Labeled area outline entries
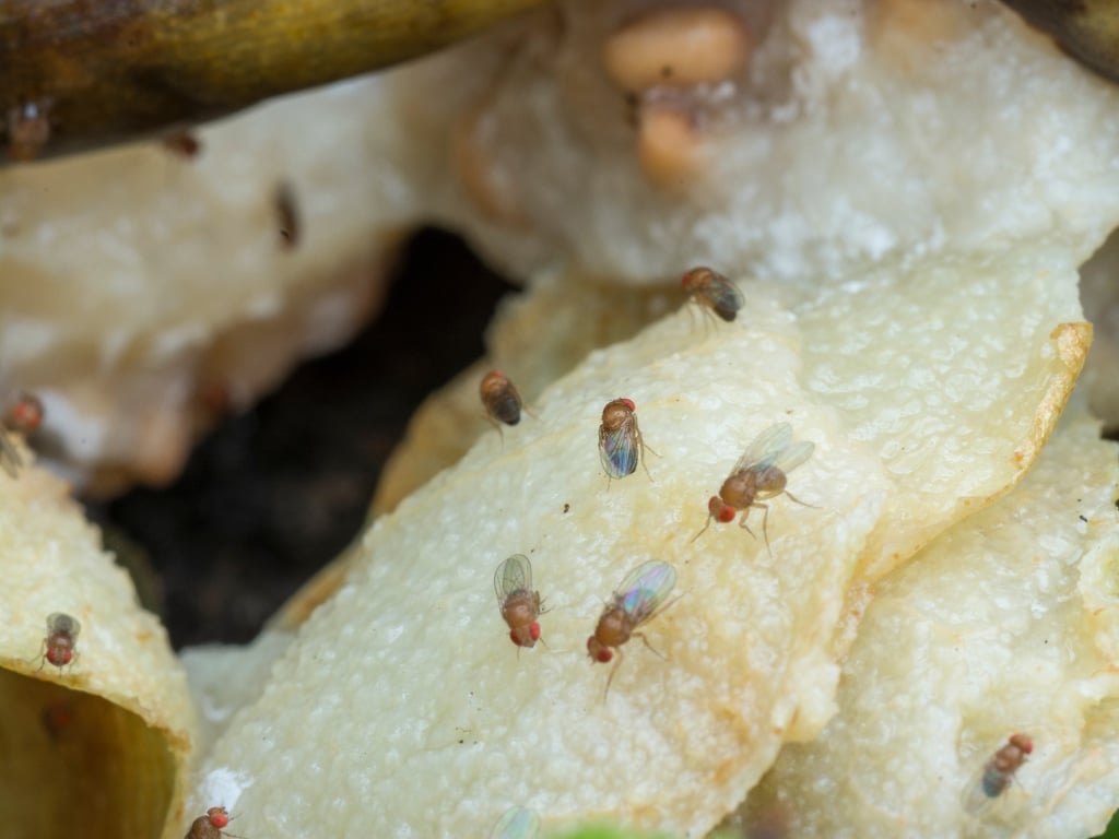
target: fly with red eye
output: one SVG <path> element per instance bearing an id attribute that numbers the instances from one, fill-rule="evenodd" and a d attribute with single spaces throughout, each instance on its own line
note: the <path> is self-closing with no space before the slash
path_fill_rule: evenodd
<path id="1" fill-rule="evenodd" d="M 613 660 L 617 653 L 614 666 L 606 678 L 603 696 L 610 692 L 610 682 L 613 681 L 614 673 L 622 663 L 622 644 L 630 638 L 640 638 L 646 647 L 664 658 L 652 648 L 645 633 L 638 632 L 637 629 L 662 610 L 665 598 L 675 585 L 676 568 L 668 563 L 650 559 L 627 574 L 614 591 L 613 597 L 599 618 L 594 634 L 586 639 L 586 652 L 591 661 L 605 664 Z"/>
<path id="2" fill-rule="evenodd" d="M 793 443 L 792 426 L 789 423 L 775 423 L 769 426 L 746 446 L 746 451 L 734 464 L 731 474 L 723 481 L 718 494 L 712 496 L 707 501 L 707 522 L 692 537 L 692 541 L 698 539 L 711 527 L 713 519 L 730 524 L 740 511 L 742 518 L 739 519 L 739 527 L 753 536 L 754 531 L 750 529 L 746 520 L 750 508 L 760 507 L 765 549 L 772 557 L 773 550 L 769 541 L 769 505 L 764 502 L 778 496 L 788 496 L 791 501 L 802 507 L 812 507 L 789 492 L 786 483 L 787 474 L 812 456 L 815 449 L 814 443 L 803 440 Z"/>

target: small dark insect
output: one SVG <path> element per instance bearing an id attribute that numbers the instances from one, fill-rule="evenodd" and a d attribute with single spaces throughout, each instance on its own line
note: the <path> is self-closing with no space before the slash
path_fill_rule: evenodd
<path id="1" fill-rule="evenodd" d="M 602 408 L 602 425 L 599 426 L 599 459 L 606 477 L 624 478 L 637 471 L 640 460 L 645 464 L 645 439 L 637 424 L 637 406 L 632 399 L 614 399 Z M 653 452 L 656 454 L 656 452 Z M 649 474 L 649 468 L 645 468 Z M 652 475 L 649 475 L 651 479 Z"/>
<path id="2" fill-rule="evenodd" d="M 47 637 L 43 639 L 43 664 L 50 662 L 59 670 L 69 664 L 76 657 L 77 635 L 82 631 L 82 624 L 76 618 L 70 618 L 64 612 L 55 612 L 47 618 Z"/>
<path id="3" fill-rule="evenodd" d="M 614 653 L 618 653 L 618 660 L 614 661 L 606 679 L 606 694 L 610 692 L 610 682 L 613 681 L 614 673 L 622 663 L 621 647 L 631 635 L 640 638 L 646 647 L 660 656 L 645 633 L 638 632 L 637 628 L 660 611 L 665 597 L 673 591 L 674 585 L 676 585 L 676 569 L 668 563 L 650 559 L 626 575 L 606 607 L 602 610 L 594 634 L 586 639 L 586 652 L 591 661 L 600 664 L 608 663 L 614 658 Z"/>
<path id="4" fill-rule="evenodd" d="M 524 403 L 520 400 L 517 388 L 505 377 L 504 373 L 500 370 L 487 373 L 482 376 L 478 392 L 482 397 L 486 417 L 499 432 L 501 431 L 499 422 L 506 425 L 516 425 L 520 422 L 520 411 Z"/>
<path id="5" fill-rule="evenodd" d="M 547 610 L 540 609 L 540 593 L 533 590 L 533 565 L 524 554 L 514 554 L 493 573 L 493 591 L 501 618 L 509 624 L 509 638 L 517 647 L 535 647 L 540 640 L 540 624 L 536 618 Z"/>
<path id="6" fill-rule="evenodd" d="M 295 190 L 289 183 L 276 187 L 275 207 L 280 220 L 280 245 L 285 251 L 293 251 L 299 244 L 302 225 L 299 219 L 299 205 L 295 202 Z"/>
<path id="7" fill-rule="evenodd" d="M 224 807 L 211 807 L 205 816 L 199 816 L 190 826 L 190 831 L 185 839 L 220 839 L 223 836 L 235 837 L 234 833 L 223 833 L 222 829 L 231 821 L 229 813 Z"/>
<path id="8" fill-rule="evenodd" d="M 963 809 L 979 814 L 1006 792 L 1014 781 L 1014 773 L 1034 751 L 1034 742 L 1025 734 L 1012 734 L 1006 745 L 995 752 L 965 788 Z"/>
<path id="9" fill-rule="evenodd" d="M 742 292 L 730 280 L 707 267 L 692 268 L 684 275 L 684 289 L 692 300 L 731 322 L 745 305 Z"/>
<path id="10" fill-rule="evenodd" d="M 4 425 L 12 431 L 31 434 L 43 425 L 43 403 L 34 394 L 20 394 L 8 408 Z"/>
<path id="11" fill-rule="evenodd" d="M 510 807 L 490 833 L 490 839 L 536 839 L 540 835 L 540 817 L 524 807 Z"/>
<path id="12" fill-rule="evenodd" d="M 49 140 L 45 103 L 31 102 L 8 110 L 8 157 L 12 160 L 35 160 Z"/>
<path id="13" fill-rule="evenodd" d="M 739 527 L 754 536 L 746 519 L 751 507 L 760 507 L 763 511 L 762 535 L 765 537 L 765 548 L 772 556 L 769 544 L 769 505 L 763 501 L 786 494 L 803 507 L 812 507 L 789 492 L 784 486 L 786 474 L 808 460 L 815 447 L 815 444 L 807 441 L 792 443 L 792 426 L 789 423 L 777 423 L 759 434 L 734 464 L 718 494 L 712 496 L 707 501 L 707 524 L 692 537 L 692 541 L 703 535 L 712 519 L 727 524 L 734 521 L 740 510 L 742 518 L 739 519 Z"/>
<path id="14" fill-rule="evenodd" d="M 192 131 L 176 131 L 162 139 L 163 148 L 180 158 L 192 160 L 203 150 L 201 140 Z"/>

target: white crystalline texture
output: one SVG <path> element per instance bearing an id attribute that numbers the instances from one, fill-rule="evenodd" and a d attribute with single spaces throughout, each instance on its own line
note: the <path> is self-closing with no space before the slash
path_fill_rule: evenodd
<path id="1" fill-rule="evenodd" d="M 839 715 L 786 747 L 753 818 L 783 810 L 805 837 L 1103 830 L 1119 800 L 1119 460 L 1098 434 L 1071 408 L 1009 496 L 877 584 Z M 1018 732 L 1034 751 L 1016 783 L 966 812 Z"/>

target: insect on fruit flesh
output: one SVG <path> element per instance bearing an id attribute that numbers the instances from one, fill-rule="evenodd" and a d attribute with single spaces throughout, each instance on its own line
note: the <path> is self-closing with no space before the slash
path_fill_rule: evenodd
<path id="1" fill-rule="evenodd" d="M 632 399 L 614 399 L 602 408 L 599 459 L 606 471 L 608 480 L 633 474 L 639 460 L 645 465 L 645 450 L 649 447 L 645 444 L 641 430 L 638 427 L 636 411 L 637 406 Z M 649 451 L 652 452 L 652 449 Z M 648 466 L 645 466 L 645 472 L 649 474 Z"/>
<path id="2" fill-rule="evenodd" d="M 520 422 L 520 409 L 524 403 L 520 394 L 513 383 L 506 378 L 500 370 L 490 370 L 482 377 L 482 383 L 478 388 L 482 397 L 482 407 L 486 408 L 486 417 L 493 423 L 493 427 L 499 432 L 501 426 L 516 425 Z"/>
<path id="3" fill-rule="evenodd" d="M 55 612 L 47 618 L 47 637 L 43 639 L 43 663 L 50 662 L 59 670 L 70 663 L 77 656 L 74 649 L 82 624 L 76 618 L 64 612 Z M 43 663 L 39 669 L 43 669 Z"/>
<path id="4" fill-rule="evenodd" d="M 4 417 L 4 425 L 12 431 L 31 434 L 43 425 L 43 403 L 32 394 L 20 394 Z"/>
<path id="5" fill-rule="evenodd" d="M 234 833 L 223 833 L 222 829 L 229 823 L 229 812 L 224 807 L 211 807 L 205 816 L 199 816 L 190 824 L 190 831 L 185 839 L 220 839 L 223 836 L 234 837 Z M 234 839 L 239 839 L 235 837 Z"/>
<path id="6" fill-rule="evenodd" d="M 815 449 L 814 443 L 803 440 L 793 443 L 792 426 L 789 423 L 777 423 L 759 434 L 734 464 L 731 474 L 723 481 L 718 494 L 708 499 L 707 524 L 692 537 L 692 541 L 703 535 L 711 526 L 712 519 L 728 524 L 734 521 L 735 515 L 740 511 L 742 518 L 739 519 L 739 527 L 753 536 L 754 531 L 746 525 L 746 519 L 751 507 L 760 507 L 765 549 L 772 556 L 773 552 L 769 544 L 769 505 L 764 501 L 784 494 L 802 507 L 812 507 L 786 489 L 786 475 L 808 460 Z"/>
<path id="7" fill-rule="evenodd" d="M 610 692 L 610 682 L 622 663 L 621 647 L 631 637 L 640 638 L 646 647 L 660 656 L 637 628 L 660 611 L 674 585 L 676 569 L 668 563 L 650 559 L 626 575 L 622 584 L 614 591 L 613 598 L 602 610 L 594 634 L 586 639 L 586 652 L 592 661 L 601 664 L 609 663 L 617 653 L 617 661 L 606 679 L 605 692 Z"/>
<path id="8" fill-rule="evenodd" d="M 540 835 L 540 817 L 523 807 L 510 807 L 490 833 L 490 839 L 536 839 Z"/>
<path id="9" fill-rule="evenodd" d="M 734 283 L 708 267 L 692 268 L 684 275 L 683 283 L 692 300 L 727 323 L 739 315 L 739 310 L 746 303 Z"/>
<path id="10" fill-rule="evenodd" d="M 535 647 L 540 640 L 540 624 L 536 618 L 540 609 L 540 593 L 533 590 L 533 566 L 524 554 L 514 554 L 493 573 L 493 591 L 501 618 L 509 624 L 509 638 L 517 647 Z"/>
<path id="11" fill-rule="evenodd" d="M 976 816 L 987 810 L 1006 792 L 1014 781 L 1014 773 L 1033 751 L 1034 742 L 1028 736 L 1012 734 L 1006 745 L 995 752 L 968 782 L 963 792 L 963 809 Z"/>

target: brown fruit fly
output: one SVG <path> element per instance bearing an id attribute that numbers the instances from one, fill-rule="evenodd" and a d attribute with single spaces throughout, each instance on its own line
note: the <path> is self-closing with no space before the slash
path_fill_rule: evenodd
<path id="1" fill-rule="evenodd" d="M 1034 742 L 1025 734 L 1012 734 L 1006 745 L 990 756 L 976 772 L 963 791 L 963 809 L 978 816 L 987 810 L 1014 781 L 1014 773 L 1034 751 Z"/>
<path id="2" fill-rule="evenodd" d="M 490 839 L 537 839 L 540 817 L 524 807 L 510 807 L 490 833 Z"/>
<path id="3" fill-rule="evenodd" d="M 684 289 L 704 309 L 714 312 L 726 322 L 739 315 L 739 310 L 746 304 L 745 298 L 737 286 L 708 267 L 692 268 L 684 275 Z"/>
<path id="4" fill-rule="evenodd" d="M 676 568 L 659 559 L 650 559 L 626 575 L 622 584 L 614 591 L 613 598 L 602 610 L 594 634 L 586 639 L 586 652 L 591 661 L 601 664 L 610 662 L 614 653 L 618 653 L 618 660 L 606 679 L 605 692 L 610 691 L 610 682 L 622 663 L 621 647 L 631 635 L 640 638 L 646 647 L 660 656 L 637 628 L 657 614 L 674 585 Z"/>
<path id="5" fill-rule="evenodd" d="M 520 411 L 524 403 L 520 394 L 513 383 L 505 377 L 500 370 L 490 370 L 482 377 L 482 383 L 478 388 L 482 397 L 482 407 L 486 408 L 486 417 L 493 423 L 493 427 L 501 431 L 498 423 L 516 425 L 520 422 Z"/>
<path id="6" fill-rule="evenodd" d="M 234 836 L 234 833 L 223 833 L 222 830 L 231 821 L 229 812 L 224 807 L 211 807 L 205 816 L 199 816 L 190 824 L 190 831 L 185 839 L 220 839 L 223 836 Z M 239 838 L 236 838 L 239 839 Z"/>
<path id="7" fill-rule="evenodd" d="M 20 394 L 8 408 L 4 425 L 12 431 L 31 434 L 43 425 L 43 403 L 32 394 Z"/>
<path id="8" fill-rule="evenodd" d="M 645 439 L 637 424 L 637 406 L 632 399 L 614 399 L 602 408 L 599 426 L 599 459 L 608 478 L 624 478 L 637 471 L 637 463 L 645 463 Z M 652 449 L 649 449 L 652 452 Z M 656 454 L 656 452 L 653 452 Z M 645 468 L 646 474 L 649 468 Z M 652 475 L 649 475 L 652 478 Z"/>
<path id="9" fill-rule="evenodd" d="M 64 612 L 55 612 L 47 618 L 47 637 L 43 639 L 43 664 L 50 662 L 59 670 L 70 663 L 77 657 L 77 635 L 82 631 L 82 624 L 76 618 L 70 618 Z"/>
<path id="10" fill-rule="evenodd" d="M 772 556 L 773 552 L 770 550 L 769 544 L 769 505 L 763 502 L 786 494 L 803 507 L 812 506 L 801 501 L 784 487 L 787 473 L 808 460 L 814 449 L 816 449 L 814 443 L 803 440 L 792 442 L 792 426 L 789 423 L 777 423 L 759 434 L 734 464 L 731 474 L 723 481 L 718 494 L 712 496 L 707 501 L 707 524 L 692 537 L 692 541 L 703 535 L 711 526 L 712 519 L 728 524 L 734 521 L 739 511 L 742 512 L 739 527 L 753 536 L 754 531 L 746 525 L 746 519 L 751 507 L 760 507 L 762 535 L 765 537 L 765 548 Z"/>
<path id="11" fill-rule="evenodd" d="M 537 616 L 540 593 L 533 590 L 533 565 L 524 554 L 514 554 L 493 573 L 493 591 L 501 618 L 509 624 L 509 638 L 517 647 L 535 647 L 540 640 Z"/>

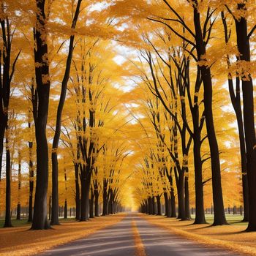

Task prompt.
Rewrite the items from the line with "target: white crystalline texture" up to and including the line with "839 715 L 786", switching "crystalline" to "granular" and leaving everything else unchanged. Give only those lines.

Worked answer.
target: white granular texture
output: one SVG <path> element per instance bearing an id attribute that numbers the instances from one, fill-rule="evenodd" and a d attribute with single spaces throughout, each instance on its own line
note: the <path> is self-closing with no space before the slash
path_fill_rule: evenodd
<path id="1" fill-rule="evenodd" d="M 839 715 L 786 747 L 753 818 L 783 810 L 805 837 L 1103 830 L 1119 800 L 1119 460 L 1098 434 L 1071 408 L 1009 496 L 877 584 Z M 1018 732 L 1034 751 L 1016 783 L 966 812 Z"/>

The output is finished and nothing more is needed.